Directions for this task
Set the pictures aside and return each record below precisely as written.
= = =
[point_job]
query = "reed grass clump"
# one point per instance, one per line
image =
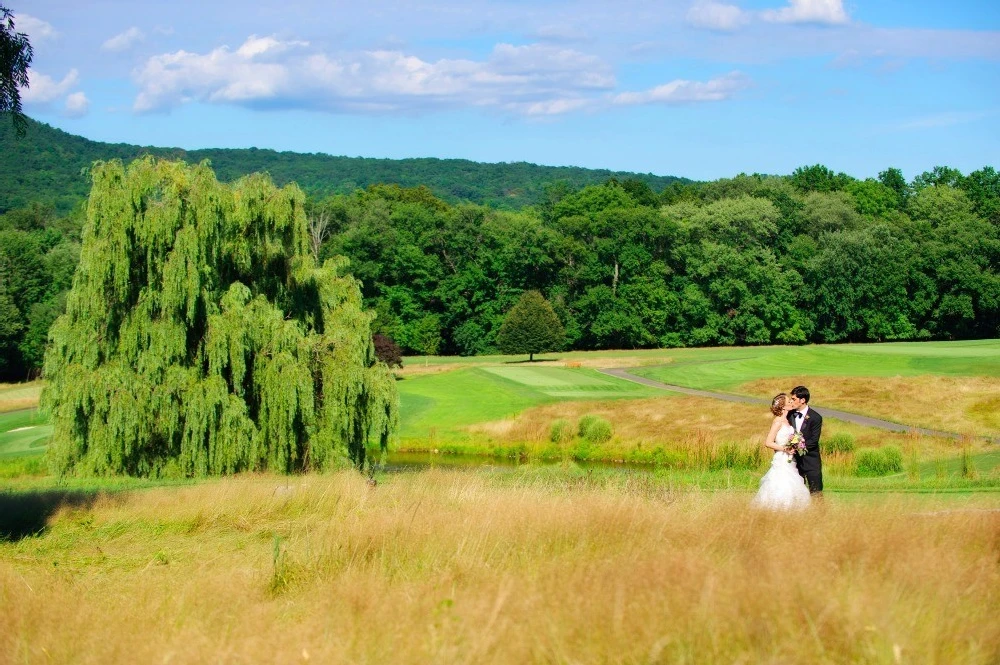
(560, 431)
(840, 443)
(874, 462)
(595, 429)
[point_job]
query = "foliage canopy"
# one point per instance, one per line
(200, 337)
(531, 327)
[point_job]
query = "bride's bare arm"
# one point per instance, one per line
(775, 426)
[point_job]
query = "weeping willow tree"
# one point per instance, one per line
(200, 337)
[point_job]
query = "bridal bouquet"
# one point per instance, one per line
(796, 446)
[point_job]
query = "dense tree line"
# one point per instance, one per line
(815, 256)
(50, 166)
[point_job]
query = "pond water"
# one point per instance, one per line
(402, 462)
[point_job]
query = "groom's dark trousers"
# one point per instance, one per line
(810, 465)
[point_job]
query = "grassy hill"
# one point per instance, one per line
(49, 165)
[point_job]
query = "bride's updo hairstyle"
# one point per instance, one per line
(778, 404)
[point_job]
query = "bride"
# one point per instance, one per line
(781, 487)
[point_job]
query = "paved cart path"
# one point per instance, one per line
(832, 413)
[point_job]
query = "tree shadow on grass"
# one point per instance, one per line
(24, 514)
(531, 362)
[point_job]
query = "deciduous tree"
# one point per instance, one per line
(200, 337)
(531, 327)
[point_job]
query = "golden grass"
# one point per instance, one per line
(17, 396)
(967, 405)
(478, 568)
(678, 423)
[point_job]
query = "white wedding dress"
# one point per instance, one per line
(782, 488)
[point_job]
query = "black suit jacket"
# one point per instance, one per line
(812, 428)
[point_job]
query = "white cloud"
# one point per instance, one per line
(124, 40)
(36, 29)
(681, 91)
(559, 33)
(716, 16)
(43, 89)
(830, 12)
(264, 71)
(945, 119)
(43, 92)
(77, 105)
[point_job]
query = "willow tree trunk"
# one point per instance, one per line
(200, 337)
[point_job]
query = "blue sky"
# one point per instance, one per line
(696, 88)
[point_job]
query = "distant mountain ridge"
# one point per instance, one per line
(49, 165)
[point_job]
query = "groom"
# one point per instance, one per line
(810, 424)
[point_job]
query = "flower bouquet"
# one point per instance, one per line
(796, 446)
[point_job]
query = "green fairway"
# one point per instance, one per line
(440, 405)
(23, 433)
(725, 369)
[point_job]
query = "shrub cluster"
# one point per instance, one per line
(840, 443)
(594, 429)
(560, 431)
(873, 462)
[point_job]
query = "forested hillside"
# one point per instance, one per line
(49, 166)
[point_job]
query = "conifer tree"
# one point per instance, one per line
(200, 337)
(531, 326)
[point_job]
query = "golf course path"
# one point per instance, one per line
(832, 413)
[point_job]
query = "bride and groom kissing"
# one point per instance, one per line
(794, 438)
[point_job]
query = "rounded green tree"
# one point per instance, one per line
(531, 326)
(200, 337)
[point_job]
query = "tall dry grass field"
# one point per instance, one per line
(686, 425)
(499, 568)
(967, 405)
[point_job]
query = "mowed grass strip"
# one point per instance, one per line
(726, 369)
(442, 405)
(22, 433)
(19, 396)
(500, 568)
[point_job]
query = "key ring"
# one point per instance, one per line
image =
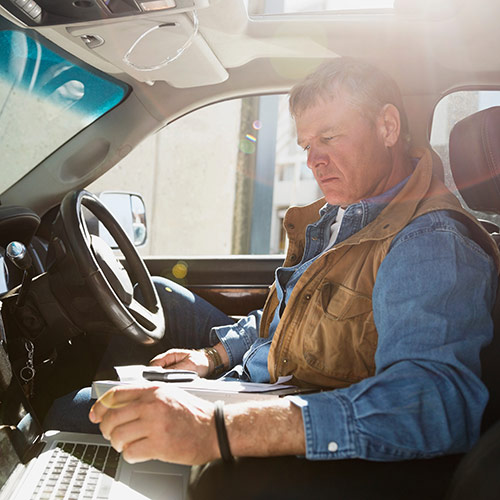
(27, 373)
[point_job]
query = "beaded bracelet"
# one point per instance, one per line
(220, 427)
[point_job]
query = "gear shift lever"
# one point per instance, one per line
(18, 254)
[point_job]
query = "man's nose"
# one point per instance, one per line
(316, 158)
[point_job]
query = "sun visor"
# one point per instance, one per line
(164, 47)
(37, 13)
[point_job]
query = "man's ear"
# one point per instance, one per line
(389, 124)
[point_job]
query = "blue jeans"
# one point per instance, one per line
(188, 323)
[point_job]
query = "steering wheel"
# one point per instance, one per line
(103, 273)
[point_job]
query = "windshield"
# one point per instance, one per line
(44, 101)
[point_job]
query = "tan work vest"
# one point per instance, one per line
(326, 336)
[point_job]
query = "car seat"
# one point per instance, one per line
(475, 166)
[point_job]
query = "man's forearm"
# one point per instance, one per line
(265, 428)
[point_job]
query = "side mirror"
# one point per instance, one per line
(130, 211)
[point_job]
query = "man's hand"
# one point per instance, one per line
(190, 359)
(183, 359)
(152, 422)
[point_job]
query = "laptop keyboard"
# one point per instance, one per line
(78, 471)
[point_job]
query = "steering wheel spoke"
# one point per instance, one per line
(144, 316)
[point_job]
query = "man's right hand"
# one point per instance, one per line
(189, 359)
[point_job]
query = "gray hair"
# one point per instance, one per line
(366, 87)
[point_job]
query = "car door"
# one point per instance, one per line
(216, 185)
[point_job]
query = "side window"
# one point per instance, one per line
(219, 180)
(451, 109)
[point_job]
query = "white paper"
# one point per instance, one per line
(133, 373)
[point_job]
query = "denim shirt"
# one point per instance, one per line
(426, 398)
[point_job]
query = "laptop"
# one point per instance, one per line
(67, 465)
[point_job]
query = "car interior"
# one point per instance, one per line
(111, 74)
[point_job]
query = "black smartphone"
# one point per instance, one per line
(171, 375)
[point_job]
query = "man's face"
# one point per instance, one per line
(348, 153)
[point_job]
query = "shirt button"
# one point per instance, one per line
(333, 446)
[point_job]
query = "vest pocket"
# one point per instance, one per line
(341, 336)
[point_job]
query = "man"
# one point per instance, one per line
(383, 302)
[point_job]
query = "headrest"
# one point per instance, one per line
(475, 159)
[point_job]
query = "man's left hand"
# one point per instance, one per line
(152, 422)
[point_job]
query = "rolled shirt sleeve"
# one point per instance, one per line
(432, 306)
(238, 338)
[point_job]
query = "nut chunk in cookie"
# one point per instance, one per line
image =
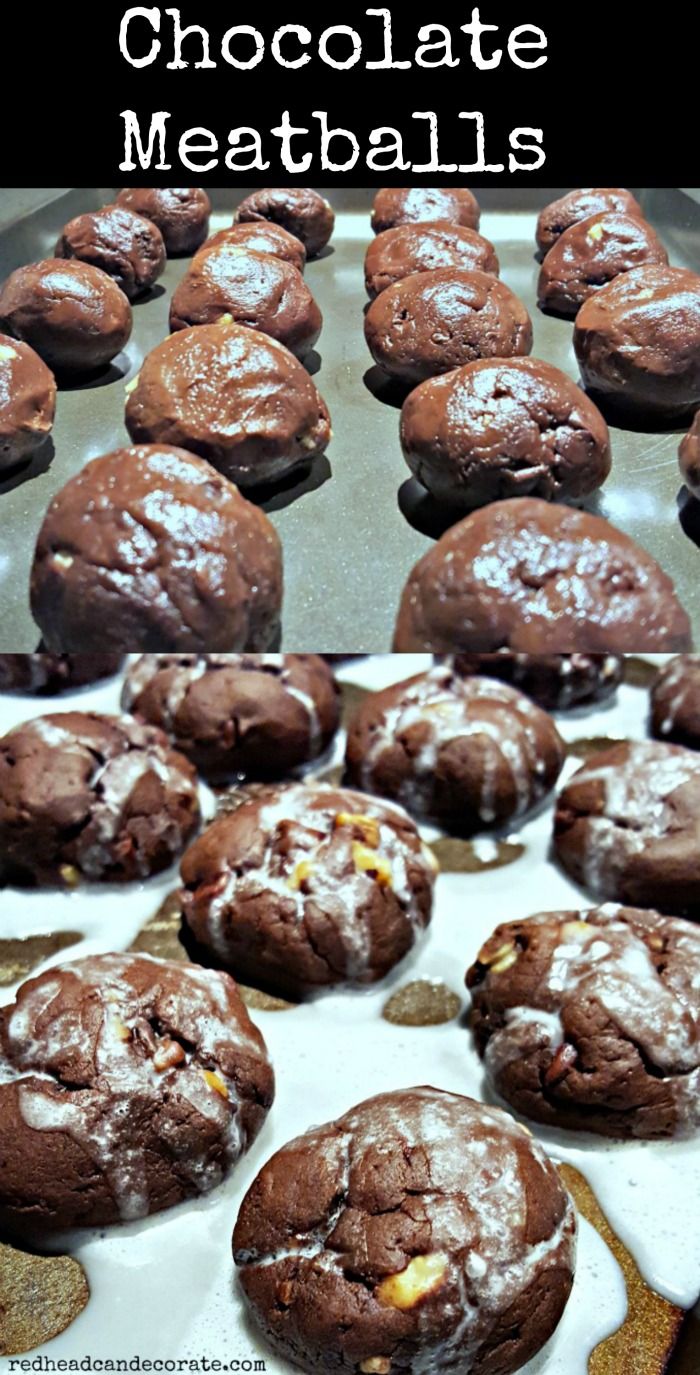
(418, 1232)
(592, 1020)
(127, 1085)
= = =
Solution to the exercise
[point_job]
query = "reed grass clump"
# one point per instance, one per line
image =
(560, 431)
(840, 443)
(874, 462)
(595, 429)
[point_job]
query = "foliage canopy"
# one point per instance, one per line
(200, 337)
(531, 327)
[point_job]
query = "bride's bare arm"
# one point per instance, one per line
(775, 426)
[point_job]
query = "weeping willow tree"
# one point per instance, one per line
(200, 337)
[point_job]
query = "bridal bouquet"
# one point per instance, one per line
(796, 446)
[point_job]
query = "dense tree line"
# one point per instance, one per line
(815, 256)
(50, 166)
[point_job]
query = "pond water"
# one point per instance, one per line
(402, 462)
[point_job]
query = "groom's dark trousers"
# one point per instance, one per line
(810, 465)
[point_job]
query = "grassy hill"
# one point per instance, one per line
(49, 165)
[point_job]
query = "bride's updo hairstyle"
# one point per instance, one per line
(778, 404)
[point_job]
query = "bride"
# one point per instance, one per line
(781, 487)
[point_job]
query = "paved cart path"
# one point per instance, one per line
(832, 413)
[point_job]
query = "tree shadow on grass"
# one point per instance, one per line
(24, 514)
(531, 362)
[point_job]
query = "deciduous tree"
# one point per instance, one per line
(200, 337)
(531, 327)
[point_job]
query = "golden grass"
# one point per instance, one per line
(17, 396)
(967, 405)
(478, 568)
(678, 423)
[point_job]
query = "white wedding dress"
# one point per instance, one per line
(782, 488)
[point_job]
query = "black suit jacket"
# one point per instance, one per line
(812, 428)
[point_job]
query = "white cloud"
# one point per instance, one per line
(124, 40)
(36, 29)
(681, 91)
(559, 33)
(716, 16)
(43, 89)
(830, 12)
(264, 71)
(945, 119)
(43, 92)
(77, 105)
[point_job]
query = "willow tree trunk"
# one point per instance, one per line
(200, 337)
[point_job]
query = "blue sky"
# one point per instance, one per line
(696, 88)
[point_job]
query = "distant mountain ridge"
# one point per instance, one per line
(49, 165)
[point_job]
query = "groom"
# one point per instance, one per line
(810, 424)
[point_job]
query = "flower bouquet"
# one point per instance, one per line
(796, 446)
[point_job]
query = "green fairway"
# one point per instance, one per line
(440, 405)
(23, 433)
(725, 369)
[point_job]
query = "shrub cluster"
# one point per instance, one per line
(840, 443)
(594, 429)
(560, 431)
(873, 462)
[point_job]
query = "forested hillside"
# one point per instance, one per line
(49, 166)
[point_job]
query = "conifer tree"
# one point per instance, one per line
(200, 337)
(531, 326)
[point_job]
query = "golf course path"
# one point per instance, one per line
(832, 413)
[point_job]
query = "bride and groom kissing"
# one point per instance, one per line
(794, 438)
[point_job]
query = "rounded green tree"
# one point per instance, one per line
(531, 326)
(200, 337)
[point_job]
query = "tall dry grass field"
# one point per instance, one per line
(686, 425)
(499, 568)
(967, 405)
[point_job]
query = "mowed grass strip"
# one point per instance, one per line
(726, 369)
(442, 405)
(22, 433)
(19, 396)
(500, 568)
[point_job]
query = "key ring"
# one point per instance, one per line
image =
(27, 373)
[point_job]
query = "beaded bracelet"
# one point per instance, one per line
(220, 427)
[point_job]
query = "gear shift lever"
# one point per instance, one per line
(18, 254)
[point_job]
query = "man's nose"
# one point per instance, one per line
(316, 158)
[point_job]
query = "sun visor"
# one point per instance, one per line
(164, 47)
(37, 13)
[point_job]
query = "man's ear"
# one point per instance, one per line
(389, 124)
[point_job]
query = "blue jeans"
# one point per instance, one per line
(188, 323)
[point_job]
query = "steering wheel"
# one point per instance, one per line
(103, 273)
[point_job]
query = "windshield"
# one point per instance, one per line
(44, 101)
[point_job]
query = "tan work vest"
# one point per instance, one per line
(326, 336)
[point_job]
query = "car seat"
# one point per instance, one per line
(475, 166)
[point_job]
query = "man's forearm"
# one point per instance, one per line
(265, 428)
[point_job]
query = "side mirror"
# one point per instance, one per line
(130, 211)
[point_job]
query = "man's hand"
# one point per instance, one per line
(190, 359)
(183, 359)
(152, 422)
[point_job]
query = "laptop keyboard"
# one point per instance, one per line
(78, 471)
[point_job]
query = "steering wheel spoke"
# one point per instance, one per line
(144, 316)
[point_job]
query = "man's right hand"
# one point per instance, one per line
(189, 359)
[point_job]
query = "gray hair"
# one point per instance, one per line
(366, 87)
[point_job]
query = "car door"
# one point per instance, one per line
(216, 185)
[point_job]
query = "side window"
# one point per instance, one per line
(219, 180)
(451, 109)
[point_job]
query = "white paper"
# one point per instance, one per line
(133, 373)
[point_job]
query = "denim shirt"
# one point per instance, one per line
(426, 398)
[point_job]
query = "laptop"
# one point per instance, one per line
(67, 465)
[point_job]
query = "car interior"
# one point per instance, one per line
(111, 74)
[point_job]
query = "black smartphone"
# one point per instance, one per line
(171, 375)
[point_job]
query = "man's face"
# one point per instance, one per line
(348, 153)
[point_job]
query = "shirt button"
# one point per instance, one per line
(333, 446)
[point_job]
query = "vest pocket"
# one point per instance, one per line
(341, 336)
[point_job]
query = "man"
# one point per instance, one per line
(383, 302)
[point_job]
query = "headrest"
# one point per instance, one per line
(475, 159)
[point_job]
query = "man's left hand"
# one point per instance, one per line
(152, 422)
[point_job]
query = "rolled shirt sleeve"
# one point per instance, one per line
(432, 306)
(238, 338)
[point_job]
query = "nut chunk in cookie"
# one point per instance, one per line
image =
(418, 1232)
(592, 1020)
(127, 1085)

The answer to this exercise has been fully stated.